GIVEN PASSAGE>
KINGS OF BROKEN THINGS

by Theodore Wheeler

Pub Date: Aug. 1st, 2017
ISBN: 978-1-5039-4147-2
Publisher: Little A

A detailed, dark novel about the complicated social dynamics in Omaha during the “Red Summer.”

Set during the end of World War I (1917-1919), this book captures the turmoil and terror of the era: soldiers returning broken, criminals running cities from the underground, poverty and prostitution rampant, lynch mobs fueled by racism and illegal liquor desperate to blame someone. It centers around three interconnected characters: Karel Miihlstein, an 11-year-old immigrant from Salzburg who lives with his father and three sisters, one of whom is very sickly; Jake Strauss, a 20-year-old lodger at the Miihlsteins’ who fled his hometown of Jackson County after he beat a man with a pick handle; and Evie Chambers, a kept woman who is passing for white and with whom Jake falls in love. Karel becomes obsessed with baseball and falls in with some delinquents. Jake, too, joins a rough crowd after coincidentally killing a man wanted by the mob boss, named Tom Dennison. He is indoctrinated into the group of “hard-drinking, chain-smoking, whore-mongering men who’d landed where they belonged.” These men, who make up “the machine” of political corruption and criminality, control the city. Wheeler (Bad Faith, 2016, etc.) paints a vivid and dynamic portrait of Omaha during this strained and sad era. Underlying the novel is a taut racial division, illustrated by the yearly interrace baseball game and culminating in a false accusation which incites a sickeningly vicious lynch mob. For its descriptions of the violent outcomes of prejudice and political misconduct, this novel at once illuminates a savage moment in history and offers a timely comment on nationalism and racism.

An unsettling and insightful piece of historical fiction.

WRITTEN REQUEST A> From the records below, keep only the lines that contain the string "wooden", matching case exactly, and copy each one.

(Raw records)
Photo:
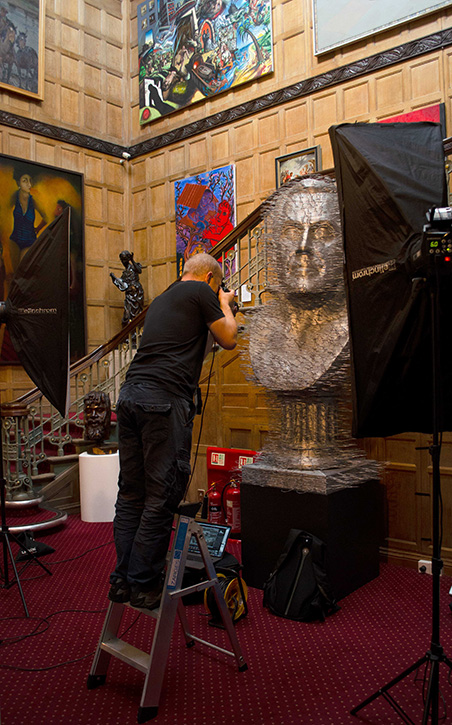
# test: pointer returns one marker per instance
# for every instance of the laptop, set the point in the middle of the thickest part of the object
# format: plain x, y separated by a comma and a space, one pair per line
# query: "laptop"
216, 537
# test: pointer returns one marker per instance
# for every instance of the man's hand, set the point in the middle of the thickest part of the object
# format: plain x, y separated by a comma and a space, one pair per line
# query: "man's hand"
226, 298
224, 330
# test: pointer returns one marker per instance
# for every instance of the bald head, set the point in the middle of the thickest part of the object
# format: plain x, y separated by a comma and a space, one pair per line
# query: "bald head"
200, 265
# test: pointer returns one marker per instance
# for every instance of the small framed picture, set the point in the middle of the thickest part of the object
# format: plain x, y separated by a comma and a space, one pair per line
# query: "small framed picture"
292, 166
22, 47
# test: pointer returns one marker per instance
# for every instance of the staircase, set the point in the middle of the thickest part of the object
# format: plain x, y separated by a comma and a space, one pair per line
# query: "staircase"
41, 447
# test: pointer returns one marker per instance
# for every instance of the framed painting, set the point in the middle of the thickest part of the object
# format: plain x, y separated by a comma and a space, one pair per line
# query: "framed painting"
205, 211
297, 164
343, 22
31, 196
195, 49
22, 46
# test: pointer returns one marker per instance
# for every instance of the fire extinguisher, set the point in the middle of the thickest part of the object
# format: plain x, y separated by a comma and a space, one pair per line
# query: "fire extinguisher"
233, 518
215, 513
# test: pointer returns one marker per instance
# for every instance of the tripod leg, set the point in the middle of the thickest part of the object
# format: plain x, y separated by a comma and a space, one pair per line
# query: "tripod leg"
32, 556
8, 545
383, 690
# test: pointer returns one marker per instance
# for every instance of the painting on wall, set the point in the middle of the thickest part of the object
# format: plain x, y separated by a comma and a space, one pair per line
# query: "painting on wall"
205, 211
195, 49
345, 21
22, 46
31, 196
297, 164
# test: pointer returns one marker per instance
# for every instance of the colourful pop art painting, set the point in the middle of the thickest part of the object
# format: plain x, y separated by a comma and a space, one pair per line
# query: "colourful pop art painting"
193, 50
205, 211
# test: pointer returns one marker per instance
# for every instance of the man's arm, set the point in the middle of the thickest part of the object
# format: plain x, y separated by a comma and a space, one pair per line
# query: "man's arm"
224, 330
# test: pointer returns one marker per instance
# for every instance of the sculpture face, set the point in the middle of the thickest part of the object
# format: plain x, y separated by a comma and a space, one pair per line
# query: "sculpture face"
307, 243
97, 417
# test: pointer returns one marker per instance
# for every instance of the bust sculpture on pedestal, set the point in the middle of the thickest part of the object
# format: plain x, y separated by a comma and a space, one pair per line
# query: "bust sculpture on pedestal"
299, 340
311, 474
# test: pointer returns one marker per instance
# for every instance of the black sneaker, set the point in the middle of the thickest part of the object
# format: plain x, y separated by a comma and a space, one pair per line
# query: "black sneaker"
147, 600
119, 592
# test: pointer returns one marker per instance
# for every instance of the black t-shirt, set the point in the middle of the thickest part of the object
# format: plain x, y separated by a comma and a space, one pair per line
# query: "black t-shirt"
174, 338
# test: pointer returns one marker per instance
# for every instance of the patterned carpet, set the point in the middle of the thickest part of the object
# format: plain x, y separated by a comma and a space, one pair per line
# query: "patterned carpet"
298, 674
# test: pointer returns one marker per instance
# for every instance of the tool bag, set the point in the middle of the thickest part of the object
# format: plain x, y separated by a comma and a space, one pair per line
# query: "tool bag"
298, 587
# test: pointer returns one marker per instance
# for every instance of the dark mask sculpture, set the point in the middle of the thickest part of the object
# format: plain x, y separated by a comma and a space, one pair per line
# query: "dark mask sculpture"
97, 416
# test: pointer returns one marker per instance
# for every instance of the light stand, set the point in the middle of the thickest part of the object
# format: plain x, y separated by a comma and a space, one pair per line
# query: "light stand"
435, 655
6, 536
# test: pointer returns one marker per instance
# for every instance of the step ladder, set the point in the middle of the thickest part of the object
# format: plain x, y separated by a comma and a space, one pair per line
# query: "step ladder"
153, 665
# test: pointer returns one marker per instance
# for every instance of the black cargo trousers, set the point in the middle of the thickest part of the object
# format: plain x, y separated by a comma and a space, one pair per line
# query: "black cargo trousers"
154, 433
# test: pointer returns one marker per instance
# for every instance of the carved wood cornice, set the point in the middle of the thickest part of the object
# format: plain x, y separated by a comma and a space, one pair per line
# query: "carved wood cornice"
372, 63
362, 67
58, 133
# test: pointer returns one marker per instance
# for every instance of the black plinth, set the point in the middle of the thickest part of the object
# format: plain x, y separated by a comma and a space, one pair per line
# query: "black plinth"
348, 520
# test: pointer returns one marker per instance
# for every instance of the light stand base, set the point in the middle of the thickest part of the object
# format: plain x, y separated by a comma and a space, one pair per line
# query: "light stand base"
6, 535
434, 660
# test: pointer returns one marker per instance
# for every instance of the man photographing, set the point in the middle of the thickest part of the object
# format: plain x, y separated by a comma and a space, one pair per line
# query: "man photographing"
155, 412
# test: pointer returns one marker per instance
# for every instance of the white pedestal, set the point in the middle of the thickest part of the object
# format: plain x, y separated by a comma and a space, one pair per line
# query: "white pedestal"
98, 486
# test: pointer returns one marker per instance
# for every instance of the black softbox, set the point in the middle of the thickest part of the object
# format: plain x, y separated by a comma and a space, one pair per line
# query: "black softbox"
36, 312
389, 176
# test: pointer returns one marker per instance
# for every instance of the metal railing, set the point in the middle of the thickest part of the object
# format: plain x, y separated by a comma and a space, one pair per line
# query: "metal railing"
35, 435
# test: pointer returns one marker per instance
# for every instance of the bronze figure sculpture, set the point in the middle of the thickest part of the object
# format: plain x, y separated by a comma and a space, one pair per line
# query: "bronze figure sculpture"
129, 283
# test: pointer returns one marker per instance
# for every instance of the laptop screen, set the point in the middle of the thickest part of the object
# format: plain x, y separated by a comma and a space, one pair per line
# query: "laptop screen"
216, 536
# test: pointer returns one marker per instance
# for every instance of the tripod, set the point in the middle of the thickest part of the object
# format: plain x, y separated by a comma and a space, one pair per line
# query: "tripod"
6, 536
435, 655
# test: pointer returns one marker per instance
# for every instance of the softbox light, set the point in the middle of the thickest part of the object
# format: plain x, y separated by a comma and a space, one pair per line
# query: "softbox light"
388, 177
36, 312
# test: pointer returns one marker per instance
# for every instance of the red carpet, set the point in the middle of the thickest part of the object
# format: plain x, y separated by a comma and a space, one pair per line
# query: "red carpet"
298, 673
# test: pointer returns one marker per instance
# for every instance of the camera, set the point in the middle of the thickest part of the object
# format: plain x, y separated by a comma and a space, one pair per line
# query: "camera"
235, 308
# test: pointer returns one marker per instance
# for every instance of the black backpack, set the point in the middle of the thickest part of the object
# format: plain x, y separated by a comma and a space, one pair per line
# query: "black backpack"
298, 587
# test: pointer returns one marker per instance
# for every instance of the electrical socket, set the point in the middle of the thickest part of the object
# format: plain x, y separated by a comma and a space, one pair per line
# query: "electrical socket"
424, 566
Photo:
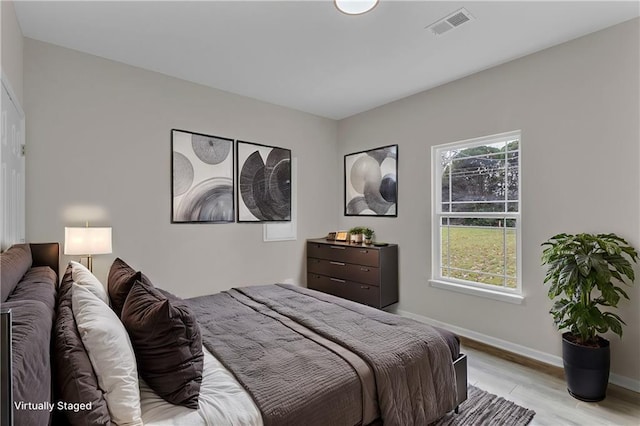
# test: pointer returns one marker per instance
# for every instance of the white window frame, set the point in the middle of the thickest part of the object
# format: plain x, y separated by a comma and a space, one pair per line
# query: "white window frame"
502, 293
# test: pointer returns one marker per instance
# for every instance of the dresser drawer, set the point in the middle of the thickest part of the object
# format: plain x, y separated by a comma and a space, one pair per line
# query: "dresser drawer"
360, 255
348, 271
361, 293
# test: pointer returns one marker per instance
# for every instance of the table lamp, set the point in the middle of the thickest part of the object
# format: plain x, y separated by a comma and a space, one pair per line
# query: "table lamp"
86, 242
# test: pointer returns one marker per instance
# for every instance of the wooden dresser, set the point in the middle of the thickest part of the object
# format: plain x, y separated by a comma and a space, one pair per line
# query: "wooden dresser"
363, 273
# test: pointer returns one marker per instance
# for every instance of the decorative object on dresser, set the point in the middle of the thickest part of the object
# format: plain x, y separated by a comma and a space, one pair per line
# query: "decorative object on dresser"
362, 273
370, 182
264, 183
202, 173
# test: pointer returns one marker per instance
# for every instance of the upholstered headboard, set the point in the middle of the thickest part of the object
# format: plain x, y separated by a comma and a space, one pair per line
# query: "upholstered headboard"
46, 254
* * *
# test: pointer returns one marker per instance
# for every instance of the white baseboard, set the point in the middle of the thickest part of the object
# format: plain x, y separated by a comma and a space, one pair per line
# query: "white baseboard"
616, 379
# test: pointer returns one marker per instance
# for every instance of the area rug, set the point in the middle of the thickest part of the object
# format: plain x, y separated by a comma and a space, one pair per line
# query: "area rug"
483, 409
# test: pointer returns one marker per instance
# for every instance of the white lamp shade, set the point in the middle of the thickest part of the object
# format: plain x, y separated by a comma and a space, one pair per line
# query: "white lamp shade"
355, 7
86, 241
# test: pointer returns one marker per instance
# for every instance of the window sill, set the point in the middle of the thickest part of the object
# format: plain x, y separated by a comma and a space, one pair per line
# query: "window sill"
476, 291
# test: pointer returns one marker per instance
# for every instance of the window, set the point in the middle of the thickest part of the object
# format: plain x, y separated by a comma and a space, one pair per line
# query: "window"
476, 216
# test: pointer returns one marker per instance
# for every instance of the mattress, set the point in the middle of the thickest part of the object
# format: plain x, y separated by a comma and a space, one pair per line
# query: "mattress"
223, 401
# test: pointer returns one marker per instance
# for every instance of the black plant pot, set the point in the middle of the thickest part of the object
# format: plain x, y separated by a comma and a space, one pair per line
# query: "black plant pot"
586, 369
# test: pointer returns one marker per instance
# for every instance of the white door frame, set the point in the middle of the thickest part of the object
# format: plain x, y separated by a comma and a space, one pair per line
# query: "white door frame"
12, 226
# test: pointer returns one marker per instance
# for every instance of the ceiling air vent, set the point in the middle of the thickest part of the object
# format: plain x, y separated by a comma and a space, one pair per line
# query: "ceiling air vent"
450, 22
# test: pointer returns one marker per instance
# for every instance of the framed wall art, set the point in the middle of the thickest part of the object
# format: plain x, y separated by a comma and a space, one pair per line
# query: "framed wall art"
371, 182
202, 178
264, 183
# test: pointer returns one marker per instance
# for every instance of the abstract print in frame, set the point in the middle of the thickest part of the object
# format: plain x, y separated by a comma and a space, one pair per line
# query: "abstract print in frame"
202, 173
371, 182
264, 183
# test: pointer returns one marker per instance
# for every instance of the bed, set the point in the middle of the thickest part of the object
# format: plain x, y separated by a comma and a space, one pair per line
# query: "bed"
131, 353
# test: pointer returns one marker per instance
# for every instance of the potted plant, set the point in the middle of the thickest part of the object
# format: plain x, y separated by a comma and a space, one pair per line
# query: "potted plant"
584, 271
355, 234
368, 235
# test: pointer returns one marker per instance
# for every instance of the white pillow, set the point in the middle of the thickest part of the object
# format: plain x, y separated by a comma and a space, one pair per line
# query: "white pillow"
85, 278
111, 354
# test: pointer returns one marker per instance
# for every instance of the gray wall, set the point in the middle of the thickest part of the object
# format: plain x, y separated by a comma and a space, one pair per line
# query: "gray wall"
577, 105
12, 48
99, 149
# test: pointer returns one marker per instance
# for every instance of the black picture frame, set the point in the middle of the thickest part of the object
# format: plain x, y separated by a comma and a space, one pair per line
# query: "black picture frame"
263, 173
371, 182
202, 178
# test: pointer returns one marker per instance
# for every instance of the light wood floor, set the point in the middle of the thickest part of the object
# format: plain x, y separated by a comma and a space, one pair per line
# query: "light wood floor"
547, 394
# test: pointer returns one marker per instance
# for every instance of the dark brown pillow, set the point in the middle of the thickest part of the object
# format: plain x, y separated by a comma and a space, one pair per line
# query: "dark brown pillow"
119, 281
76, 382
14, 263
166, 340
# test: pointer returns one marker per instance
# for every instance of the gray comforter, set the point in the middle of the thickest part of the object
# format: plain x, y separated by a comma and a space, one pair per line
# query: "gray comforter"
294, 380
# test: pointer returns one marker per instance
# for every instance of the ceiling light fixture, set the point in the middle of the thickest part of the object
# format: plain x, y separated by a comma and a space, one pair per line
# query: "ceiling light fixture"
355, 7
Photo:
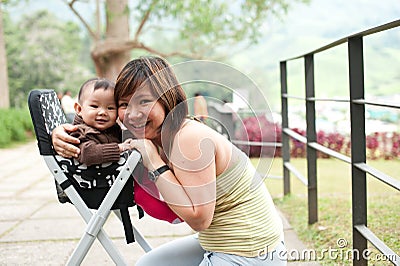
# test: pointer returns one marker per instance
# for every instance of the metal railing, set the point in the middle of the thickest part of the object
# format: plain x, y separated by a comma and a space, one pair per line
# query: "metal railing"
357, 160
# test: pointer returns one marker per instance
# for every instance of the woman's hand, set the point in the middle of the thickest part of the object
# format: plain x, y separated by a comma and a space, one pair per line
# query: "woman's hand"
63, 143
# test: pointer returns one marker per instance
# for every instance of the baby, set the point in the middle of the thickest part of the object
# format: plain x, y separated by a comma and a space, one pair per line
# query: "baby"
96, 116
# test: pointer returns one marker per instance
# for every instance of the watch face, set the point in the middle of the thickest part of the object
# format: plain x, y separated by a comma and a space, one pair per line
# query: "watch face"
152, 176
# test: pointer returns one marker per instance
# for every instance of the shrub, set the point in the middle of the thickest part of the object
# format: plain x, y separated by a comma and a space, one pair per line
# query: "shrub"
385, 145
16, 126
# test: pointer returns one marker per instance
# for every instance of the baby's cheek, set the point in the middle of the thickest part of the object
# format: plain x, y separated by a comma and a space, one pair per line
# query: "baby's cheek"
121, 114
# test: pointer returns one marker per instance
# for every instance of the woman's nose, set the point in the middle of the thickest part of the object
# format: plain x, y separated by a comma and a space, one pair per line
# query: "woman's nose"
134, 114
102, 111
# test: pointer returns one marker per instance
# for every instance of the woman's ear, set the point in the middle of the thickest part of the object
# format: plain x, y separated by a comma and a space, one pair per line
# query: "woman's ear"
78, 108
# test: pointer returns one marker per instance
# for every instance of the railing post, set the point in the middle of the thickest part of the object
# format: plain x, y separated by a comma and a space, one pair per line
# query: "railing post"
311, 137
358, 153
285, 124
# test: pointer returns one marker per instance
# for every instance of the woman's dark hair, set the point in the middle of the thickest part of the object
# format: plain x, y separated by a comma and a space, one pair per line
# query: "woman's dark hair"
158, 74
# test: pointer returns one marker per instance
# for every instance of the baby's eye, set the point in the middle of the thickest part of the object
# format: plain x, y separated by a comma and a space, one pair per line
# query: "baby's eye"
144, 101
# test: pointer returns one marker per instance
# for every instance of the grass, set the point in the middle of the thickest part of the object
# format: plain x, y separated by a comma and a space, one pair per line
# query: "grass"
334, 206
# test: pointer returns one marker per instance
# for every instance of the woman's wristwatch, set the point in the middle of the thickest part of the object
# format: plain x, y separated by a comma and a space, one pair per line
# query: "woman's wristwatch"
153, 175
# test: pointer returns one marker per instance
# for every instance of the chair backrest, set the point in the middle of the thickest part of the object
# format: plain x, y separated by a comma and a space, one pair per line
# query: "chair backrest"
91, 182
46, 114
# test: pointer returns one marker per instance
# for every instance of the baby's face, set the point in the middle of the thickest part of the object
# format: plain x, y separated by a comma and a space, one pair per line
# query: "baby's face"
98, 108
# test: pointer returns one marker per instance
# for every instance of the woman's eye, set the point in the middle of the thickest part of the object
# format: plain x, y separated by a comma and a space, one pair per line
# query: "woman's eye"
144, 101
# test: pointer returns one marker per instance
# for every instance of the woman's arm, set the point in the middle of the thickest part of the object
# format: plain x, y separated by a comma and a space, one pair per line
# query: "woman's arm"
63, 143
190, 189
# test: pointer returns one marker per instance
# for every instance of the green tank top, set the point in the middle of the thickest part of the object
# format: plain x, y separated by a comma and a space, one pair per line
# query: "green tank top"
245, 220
* * *
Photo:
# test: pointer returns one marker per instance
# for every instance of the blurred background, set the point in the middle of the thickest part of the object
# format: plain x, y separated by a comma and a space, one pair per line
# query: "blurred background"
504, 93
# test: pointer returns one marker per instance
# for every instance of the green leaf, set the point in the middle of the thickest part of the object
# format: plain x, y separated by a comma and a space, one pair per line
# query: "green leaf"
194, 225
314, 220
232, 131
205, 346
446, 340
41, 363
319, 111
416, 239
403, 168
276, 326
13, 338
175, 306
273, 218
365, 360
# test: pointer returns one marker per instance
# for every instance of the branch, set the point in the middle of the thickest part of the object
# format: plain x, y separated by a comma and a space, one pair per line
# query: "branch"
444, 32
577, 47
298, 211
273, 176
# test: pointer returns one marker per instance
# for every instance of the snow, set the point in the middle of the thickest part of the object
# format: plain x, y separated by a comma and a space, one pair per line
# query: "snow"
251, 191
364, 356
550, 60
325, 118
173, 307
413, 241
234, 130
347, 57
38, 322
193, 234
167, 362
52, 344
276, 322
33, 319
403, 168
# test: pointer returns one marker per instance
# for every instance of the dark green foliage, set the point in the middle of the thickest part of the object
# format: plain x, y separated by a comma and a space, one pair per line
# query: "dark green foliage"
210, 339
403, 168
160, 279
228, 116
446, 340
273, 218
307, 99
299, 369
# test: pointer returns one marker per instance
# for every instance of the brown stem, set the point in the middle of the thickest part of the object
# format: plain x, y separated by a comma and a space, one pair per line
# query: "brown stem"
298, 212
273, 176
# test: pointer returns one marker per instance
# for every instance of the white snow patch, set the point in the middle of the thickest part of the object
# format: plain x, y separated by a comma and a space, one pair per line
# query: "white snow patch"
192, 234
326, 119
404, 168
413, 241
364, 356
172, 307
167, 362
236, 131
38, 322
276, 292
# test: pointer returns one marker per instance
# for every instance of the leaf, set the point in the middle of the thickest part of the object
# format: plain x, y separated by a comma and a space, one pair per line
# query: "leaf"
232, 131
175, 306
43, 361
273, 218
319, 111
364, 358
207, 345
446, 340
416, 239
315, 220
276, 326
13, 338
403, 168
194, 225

WRITTEN REQUEST B>
Answer these questions from the book review:
(i) Which publisher issued the novel?
(ii) How old is Karel Miihlstein?
(iii) What is the name of the mob boss?

EXERCISE SOLUTION A>
# for every instance of the wooden dresser, set the point in the middle of the thickest part of the object
# query: "wooden dresser"

EXERCISE SOLUTION B>
(i) Little A
(ii) 11 years old
(iii) Tom Dennison